» **TEXT UNDER STUDY**
(In theory at least,) kernel should take care of aggregating write blocks and those will be plenty big enough by the time it reaches target drive, all thanks to the very same page cache GP is talking about - unless you specify "oflag=direct" to dd.
That being said, probably don't use too small of a block-size - this will eat up CPU in system call overhead and slow down copy regardless of target media type.
I don't know how internals of "cp" and the related machinery interacts with the target drive, however if you don't provide bs=1024kB, dd writes with extremely small units (1 byte at a time IIRC), which overwhelms the flash controller and creates a high CPU load at the same time.
I always used dd since it provides more direct control over the transfer stream and how it's transported. I also call dd as "direct-drive" sometimes due to these capabilities of the tool.
"By specification, its default 512 block size has had to remain unchanged for decades. Today, this tiny size makes it CPU bound by default. A script that doesn’t specify a block size is very inefficient, and any script that picks the current optimal value may slowly become obsolete — or start obsolete if it’s copied from "
While I remembered the default wrong (because I never used the defaults, and I was too lazy to look for it during writing the comment), it's possible for a script to get a correct block size every time.
There are ways to get block size of a device. Multiply it by 2 to 4 (or more), open it directly, and keep your device busy.
The blog post is oblivious to nuances about the issue and usefulness of "dd" in general.

» **DATASET EXTRACT**
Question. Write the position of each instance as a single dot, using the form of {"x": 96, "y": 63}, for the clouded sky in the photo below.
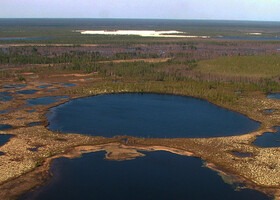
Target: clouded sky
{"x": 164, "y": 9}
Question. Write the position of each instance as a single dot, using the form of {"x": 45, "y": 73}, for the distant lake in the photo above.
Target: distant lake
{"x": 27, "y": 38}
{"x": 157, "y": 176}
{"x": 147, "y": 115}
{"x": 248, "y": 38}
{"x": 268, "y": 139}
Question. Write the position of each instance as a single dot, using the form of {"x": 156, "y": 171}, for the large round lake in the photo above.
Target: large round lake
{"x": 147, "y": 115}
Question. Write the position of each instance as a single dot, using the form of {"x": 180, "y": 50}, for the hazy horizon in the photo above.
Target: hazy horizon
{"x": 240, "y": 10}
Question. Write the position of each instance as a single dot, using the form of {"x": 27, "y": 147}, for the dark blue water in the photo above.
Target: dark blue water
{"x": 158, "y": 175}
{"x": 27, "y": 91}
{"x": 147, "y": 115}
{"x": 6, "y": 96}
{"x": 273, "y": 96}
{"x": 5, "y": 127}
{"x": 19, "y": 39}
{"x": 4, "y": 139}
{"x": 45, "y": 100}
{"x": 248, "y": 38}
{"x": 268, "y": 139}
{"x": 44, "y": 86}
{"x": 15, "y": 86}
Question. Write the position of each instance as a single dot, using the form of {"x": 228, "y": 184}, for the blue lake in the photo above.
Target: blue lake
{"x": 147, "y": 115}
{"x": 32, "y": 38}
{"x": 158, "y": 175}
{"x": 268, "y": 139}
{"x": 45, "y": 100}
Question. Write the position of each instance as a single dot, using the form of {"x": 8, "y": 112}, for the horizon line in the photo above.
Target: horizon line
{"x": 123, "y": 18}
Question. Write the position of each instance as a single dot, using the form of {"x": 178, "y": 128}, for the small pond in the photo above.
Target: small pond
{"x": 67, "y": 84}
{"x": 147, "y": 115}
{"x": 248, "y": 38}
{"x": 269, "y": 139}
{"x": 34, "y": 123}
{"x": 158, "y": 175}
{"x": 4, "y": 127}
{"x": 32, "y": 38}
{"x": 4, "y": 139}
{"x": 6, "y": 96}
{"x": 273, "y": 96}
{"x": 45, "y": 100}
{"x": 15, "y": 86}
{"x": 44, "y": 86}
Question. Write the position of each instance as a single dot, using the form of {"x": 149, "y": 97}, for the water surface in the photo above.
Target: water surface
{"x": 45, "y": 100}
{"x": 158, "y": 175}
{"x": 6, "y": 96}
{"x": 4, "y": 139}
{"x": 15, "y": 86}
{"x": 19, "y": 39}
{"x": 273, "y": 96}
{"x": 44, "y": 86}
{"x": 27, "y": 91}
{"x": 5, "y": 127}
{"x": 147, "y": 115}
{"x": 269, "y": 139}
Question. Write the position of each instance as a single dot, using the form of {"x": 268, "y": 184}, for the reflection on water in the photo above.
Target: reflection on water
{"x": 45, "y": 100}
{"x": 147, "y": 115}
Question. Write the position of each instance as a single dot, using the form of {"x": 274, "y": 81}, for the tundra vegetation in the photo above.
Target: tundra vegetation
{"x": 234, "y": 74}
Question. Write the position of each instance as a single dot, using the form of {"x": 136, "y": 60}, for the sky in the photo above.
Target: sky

» **INSTRUCTIONS FOR THE TASK**
Reproduce the whole forum comment on dd block sizes word for word.

» **EXERCISE RESPONSE**
(In theory at least,) kernel should take care of aggregating write blocks and those will be plenty big enough by the time it reaches target drive, all thanks to the very same page cache GP is talking about - unless you specify "oflag=direct" to dd.
That being said, probably don't use too small of a block-size - this will eat up CPU in system call overhead and slow down copy regardless of target media type.
I don't know how internals of "cp" and the related machinery interacts with the target drive, however if you don't provide bs=1024kB, dd writes with extremely small units (1 byte at a time IIRC), which overwhelms the flash controller and creates a high CPU load at the same time.
I always used dd since it provides more direct control over the transfer stream and how it's transported. I also call dd as "direct-drive" sometimes due to these capabilities of the tool.
"By specification, its default 512 block size has had to remain unchanged for decades. Today, this tiny size makes it CPU bound by default. A script that doesn’t specify a block size is very inefficient, and any script that picks the current optimal value may slowly become obsolete — or start obsolete if it’s copied from "
While I remembered the default wrong (because I never used the defaults, and I was too lazy to look for it during writing the comment), it's possible for a script to get a correct block size every time.
There are ways to get block size of a device. Multiply it by 2 to 4 (or more), open it directly, and keep your device busy.
The blog post is oblivious to nuances about the issue and usefulness of "dd" in general.